═════ Available data ═════

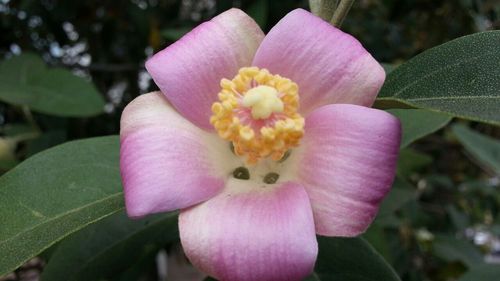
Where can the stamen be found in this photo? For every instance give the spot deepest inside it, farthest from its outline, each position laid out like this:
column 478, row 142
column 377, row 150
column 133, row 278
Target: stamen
column 257, row 112
column 271, row 178
column 241, row 173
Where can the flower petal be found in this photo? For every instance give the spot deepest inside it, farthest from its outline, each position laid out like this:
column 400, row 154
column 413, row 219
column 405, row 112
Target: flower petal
column 252, row 233
column 166, row 162
column 329, row 65
column 189, row 71
column 347, row 165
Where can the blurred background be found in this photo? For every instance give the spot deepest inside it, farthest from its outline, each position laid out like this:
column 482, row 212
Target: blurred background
column 445, row 216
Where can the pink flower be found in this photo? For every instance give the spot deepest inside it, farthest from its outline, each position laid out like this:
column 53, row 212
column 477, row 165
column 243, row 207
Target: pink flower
column 251, row 210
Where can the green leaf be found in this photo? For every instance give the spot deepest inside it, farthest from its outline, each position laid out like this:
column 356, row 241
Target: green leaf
column 484, row 148
column 350, row 259
column 175, row 33
column 400, row 194
column 109, row 247
column 484, row 272
column 418, row 123
column 55, row 193
column 410, row 161
column 461, row 77
column 259, row 12
column 25, row 80
column 452, row 249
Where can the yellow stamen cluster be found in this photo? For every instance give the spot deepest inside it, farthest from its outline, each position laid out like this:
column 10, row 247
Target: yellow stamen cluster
column 257, row 112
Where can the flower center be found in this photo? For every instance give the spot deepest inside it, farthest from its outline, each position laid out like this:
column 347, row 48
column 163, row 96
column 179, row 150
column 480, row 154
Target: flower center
column 263, row 100
column 257, row 112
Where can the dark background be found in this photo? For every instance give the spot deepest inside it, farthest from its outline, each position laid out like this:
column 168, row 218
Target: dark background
column 107, row 42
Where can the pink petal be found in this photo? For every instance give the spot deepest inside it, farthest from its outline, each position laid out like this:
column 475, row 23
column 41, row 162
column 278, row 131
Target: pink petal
column 250, row 233
column 189, row 71
column 348, row 165
column 329, row 65
column 166, row 162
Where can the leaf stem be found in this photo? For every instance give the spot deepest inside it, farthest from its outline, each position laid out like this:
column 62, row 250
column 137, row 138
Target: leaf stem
column 341, row 12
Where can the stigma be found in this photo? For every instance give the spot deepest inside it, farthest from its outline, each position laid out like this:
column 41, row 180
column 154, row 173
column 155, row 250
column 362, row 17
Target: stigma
column 258, row 112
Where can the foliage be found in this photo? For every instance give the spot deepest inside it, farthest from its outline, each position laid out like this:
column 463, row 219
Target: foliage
column 68, row 69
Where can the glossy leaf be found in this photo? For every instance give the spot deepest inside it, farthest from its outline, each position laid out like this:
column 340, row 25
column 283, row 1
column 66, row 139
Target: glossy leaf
column 461, row 77
column 484, row 148
column 109, row 247
column 411, row 161
column 484, row 272
column 350, row 259
column 25, row 80
column 56, row 193
column 418, row 123
column 452, row 249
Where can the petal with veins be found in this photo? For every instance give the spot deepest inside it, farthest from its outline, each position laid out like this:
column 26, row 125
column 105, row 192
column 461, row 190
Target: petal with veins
column 189, row 71
column 166, row 162
column 252, row 233
column 347, row 165
column 329, row 66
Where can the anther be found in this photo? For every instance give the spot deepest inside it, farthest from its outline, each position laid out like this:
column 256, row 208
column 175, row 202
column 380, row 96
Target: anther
column 241, row 173
column 285, row 156
column 271, row 178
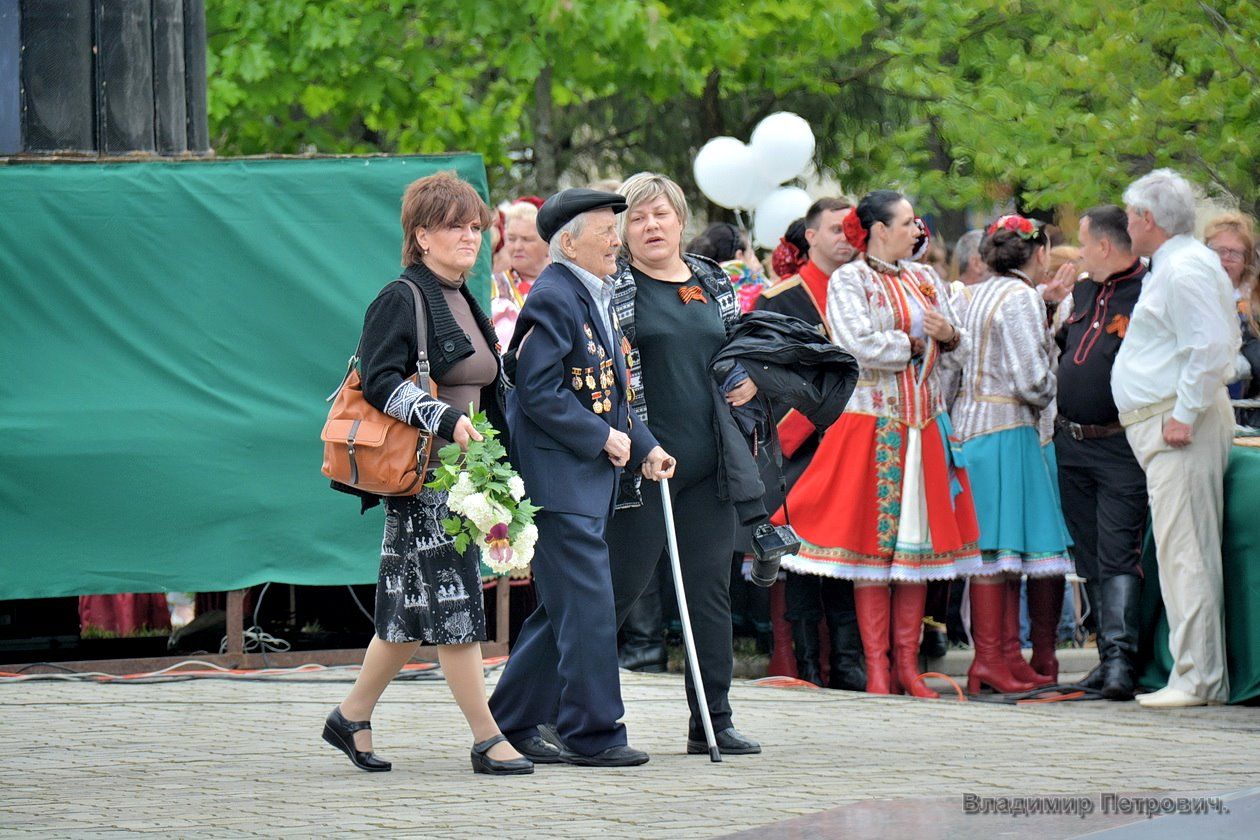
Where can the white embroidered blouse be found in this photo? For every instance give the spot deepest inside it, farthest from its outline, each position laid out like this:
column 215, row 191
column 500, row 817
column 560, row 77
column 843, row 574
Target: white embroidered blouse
column 871, row 315
column 1008, row 375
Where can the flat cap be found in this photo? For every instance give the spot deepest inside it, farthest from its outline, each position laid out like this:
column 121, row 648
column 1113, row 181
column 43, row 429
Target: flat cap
column 565, row 205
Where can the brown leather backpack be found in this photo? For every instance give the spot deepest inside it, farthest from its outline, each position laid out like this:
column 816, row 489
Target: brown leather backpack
column 368, row 450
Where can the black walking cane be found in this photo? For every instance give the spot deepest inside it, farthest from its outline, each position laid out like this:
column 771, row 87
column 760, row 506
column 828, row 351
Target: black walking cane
column 688, row 639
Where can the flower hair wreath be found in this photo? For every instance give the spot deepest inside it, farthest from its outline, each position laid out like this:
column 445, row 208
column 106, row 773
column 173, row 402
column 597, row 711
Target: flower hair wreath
column 1023, row 227
column 853, row 231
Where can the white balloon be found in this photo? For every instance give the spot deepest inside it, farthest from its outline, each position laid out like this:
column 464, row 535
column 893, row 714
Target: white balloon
column 783, row 144
column 722, row 169
column 760, row 185
column 776, row 212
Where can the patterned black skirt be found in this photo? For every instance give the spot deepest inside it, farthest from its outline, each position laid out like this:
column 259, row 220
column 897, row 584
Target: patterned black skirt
column 426, row 591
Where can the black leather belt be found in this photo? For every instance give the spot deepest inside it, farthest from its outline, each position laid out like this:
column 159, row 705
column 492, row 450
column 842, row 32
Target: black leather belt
column 1084, row 432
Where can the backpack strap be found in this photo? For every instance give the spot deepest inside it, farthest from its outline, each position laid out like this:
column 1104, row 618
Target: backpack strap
column 421, row 336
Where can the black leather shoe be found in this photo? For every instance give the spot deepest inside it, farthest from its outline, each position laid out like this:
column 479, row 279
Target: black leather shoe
column 483, row 763
column 538, row 751
column 1094, row 679
column 730, row 742
column 1118, row 624
column 339, row 732
column 620, row 756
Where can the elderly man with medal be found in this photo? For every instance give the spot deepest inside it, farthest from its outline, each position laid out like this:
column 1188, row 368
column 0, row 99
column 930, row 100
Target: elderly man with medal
column 572, row 435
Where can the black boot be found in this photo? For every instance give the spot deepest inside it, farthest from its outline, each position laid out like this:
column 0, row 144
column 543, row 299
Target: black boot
column 804, row 641
column 644, row 635
column 1094, row 595
column 847, row 671
column 1118, row 624
column 935, row 642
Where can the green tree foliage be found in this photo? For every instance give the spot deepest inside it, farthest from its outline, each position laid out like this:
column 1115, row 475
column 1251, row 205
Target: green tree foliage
column 956, row 101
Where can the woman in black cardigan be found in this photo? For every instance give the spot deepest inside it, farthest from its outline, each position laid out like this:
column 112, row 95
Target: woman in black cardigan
column 677, row 311
column 426, row 591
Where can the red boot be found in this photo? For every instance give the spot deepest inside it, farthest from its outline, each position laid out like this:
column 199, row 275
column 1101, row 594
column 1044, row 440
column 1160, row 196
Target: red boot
column 1011, row 650
column 1045, row 607
column 989, row 666
column 872, row 606
column 909, row 601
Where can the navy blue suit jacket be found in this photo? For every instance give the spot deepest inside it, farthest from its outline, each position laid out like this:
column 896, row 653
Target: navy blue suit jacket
column 557, row 438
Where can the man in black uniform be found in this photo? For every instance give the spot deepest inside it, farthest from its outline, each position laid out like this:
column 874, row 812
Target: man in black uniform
column 1103, row 488
column 571, row 436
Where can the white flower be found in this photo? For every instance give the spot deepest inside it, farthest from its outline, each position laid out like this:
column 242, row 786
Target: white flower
column 461, row 490
column 517, row 488
column 479, row 510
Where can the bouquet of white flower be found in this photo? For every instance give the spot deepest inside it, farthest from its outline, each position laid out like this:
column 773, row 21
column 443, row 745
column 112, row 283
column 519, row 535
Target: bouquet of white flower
column 489, row 501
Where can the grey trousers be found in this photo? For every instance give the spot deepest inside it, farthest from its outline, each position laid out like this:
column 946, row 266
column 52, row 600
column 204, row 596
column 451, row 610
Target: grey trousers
column 1187, row 509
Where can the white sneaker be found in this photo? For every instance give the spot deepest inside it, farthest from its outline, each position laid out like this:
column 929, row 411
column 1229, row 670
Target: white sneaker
column 1171, row 698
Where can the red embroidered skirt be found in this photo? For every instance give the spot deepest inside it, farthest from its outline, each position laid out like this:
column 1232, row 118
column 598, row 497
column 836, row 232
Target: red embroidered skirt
column 883, row 501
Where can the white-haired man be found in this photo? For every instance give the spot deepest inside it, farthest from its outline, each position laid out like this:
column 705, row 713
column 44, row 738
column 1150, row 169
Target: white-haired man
column 1168, row 383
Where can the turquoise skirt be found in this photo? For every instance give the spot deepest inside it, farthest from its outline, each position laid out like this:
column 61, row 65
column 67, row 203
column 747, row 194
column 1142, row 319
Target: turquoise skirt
column 1014, row 484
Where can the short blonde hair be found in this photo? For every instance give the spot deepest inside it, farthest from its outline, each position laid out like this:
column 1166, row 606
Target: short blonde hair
column 647, row 187
column 1241, row 226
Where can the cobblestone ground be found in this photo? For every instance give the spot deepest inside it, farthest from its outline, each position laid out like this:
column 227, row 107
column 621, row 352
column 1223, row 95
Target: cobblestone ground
column 246, row 758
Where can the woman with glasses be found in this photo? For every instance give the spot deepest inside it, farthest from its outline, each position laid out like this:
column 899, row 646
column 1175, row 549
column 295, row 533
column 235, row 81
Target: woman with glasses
column 1232, row 237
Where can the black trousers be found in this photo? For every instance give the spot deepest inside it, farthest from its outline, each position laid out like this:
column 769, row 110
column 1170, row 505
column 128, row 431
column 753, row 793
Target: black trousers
column 706, row 539
column 1104, row 496
column 563, row 666
column 809, row 597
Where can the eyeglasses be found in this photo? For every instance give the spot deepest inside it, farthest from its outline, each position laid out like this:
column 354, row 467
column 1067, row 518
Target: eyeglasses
column 1236, row 255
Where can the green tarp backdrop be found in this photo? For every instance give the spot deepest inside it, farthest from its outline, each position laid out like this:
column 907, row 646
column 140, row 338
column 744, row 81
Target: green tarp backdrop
column 169, row 333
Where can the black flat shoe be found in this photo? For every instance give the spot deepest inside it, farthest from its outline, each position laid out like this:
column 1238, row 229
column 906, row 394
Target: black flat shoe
column 538, row 751
column 730, row 742
column 620, row 756
column 483, row 763
column 339, row 732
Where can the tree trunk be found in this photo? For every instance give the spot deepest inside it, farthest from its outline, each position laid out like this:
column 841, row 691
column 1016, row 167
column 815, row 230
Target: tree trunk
column 544, row 139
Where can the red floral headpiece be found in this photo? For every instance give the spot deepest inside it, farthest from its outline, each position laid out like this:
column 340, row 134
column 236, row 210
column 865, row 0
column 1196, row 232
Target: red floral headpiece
column 1026, row 228
column 853, row 231
column 925, row 237
column 786, row 260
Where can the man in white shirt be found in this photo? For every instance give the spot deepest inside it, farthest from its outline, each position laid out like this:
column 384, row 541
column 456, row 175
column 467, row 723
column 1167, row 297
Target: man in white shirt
column 1168, row 383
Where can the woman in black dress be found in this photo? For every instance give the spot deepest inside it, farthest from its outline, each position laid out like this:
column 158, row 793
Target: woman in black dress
column 675, row 311
column 426, row 591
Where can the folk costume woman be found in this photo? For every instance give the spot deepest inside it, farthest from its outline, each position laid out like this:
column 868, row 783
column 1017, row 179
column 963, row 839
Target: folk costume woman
column 427, row 592
column 886, row 501
column 1006, row 394
column 527, row 256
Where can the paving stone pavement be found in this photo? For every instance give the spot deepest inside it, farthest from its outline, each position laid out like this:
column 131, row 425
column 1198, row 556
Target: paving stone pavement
column 219, row 758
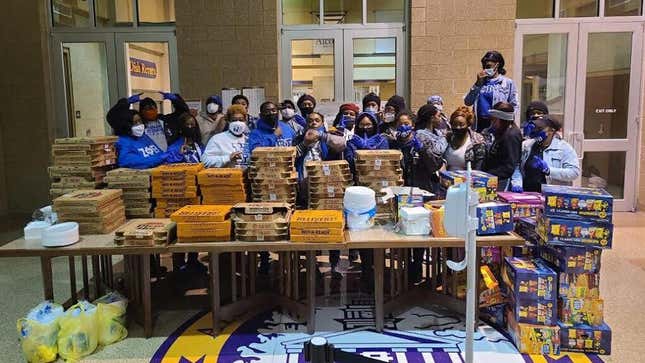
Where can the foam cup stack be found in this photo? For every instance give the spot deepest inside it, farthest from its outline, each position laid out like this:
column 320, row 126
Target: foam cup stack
column 97, row 211
column 80, row 163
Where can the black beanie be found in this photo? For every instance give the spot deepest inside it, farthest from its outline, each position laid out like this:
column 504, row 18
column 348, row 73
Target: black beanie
column 536, row 105
column 147, row 102
column 371, row 97
column 397, row 102
column 304, row 98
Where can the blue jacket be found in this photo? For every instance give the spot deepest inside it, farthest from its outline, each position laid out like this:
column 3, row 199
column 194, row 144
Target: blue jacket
column 264, row 136
column 504, row 90
column 139, row 152
column 564, row 166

═════

(Prompt): The reply should hold only the lines of the listing above starting at the line containing "column 26, row 125" and ending at the line containing "column 256, row 208", exactly as written.

(Your solution):
column 26, row 125
column 105, row 192
column 461, row 190
Target: petal with veins
column 189, row 71
column 166, row 162
column 252, row 233
column 347, row 165
column 329, row 66
Where can the anther be found in this photo? For every instance give the spot deepest inside it, farthest from its outline, each position laid out like this:
column 256, row 208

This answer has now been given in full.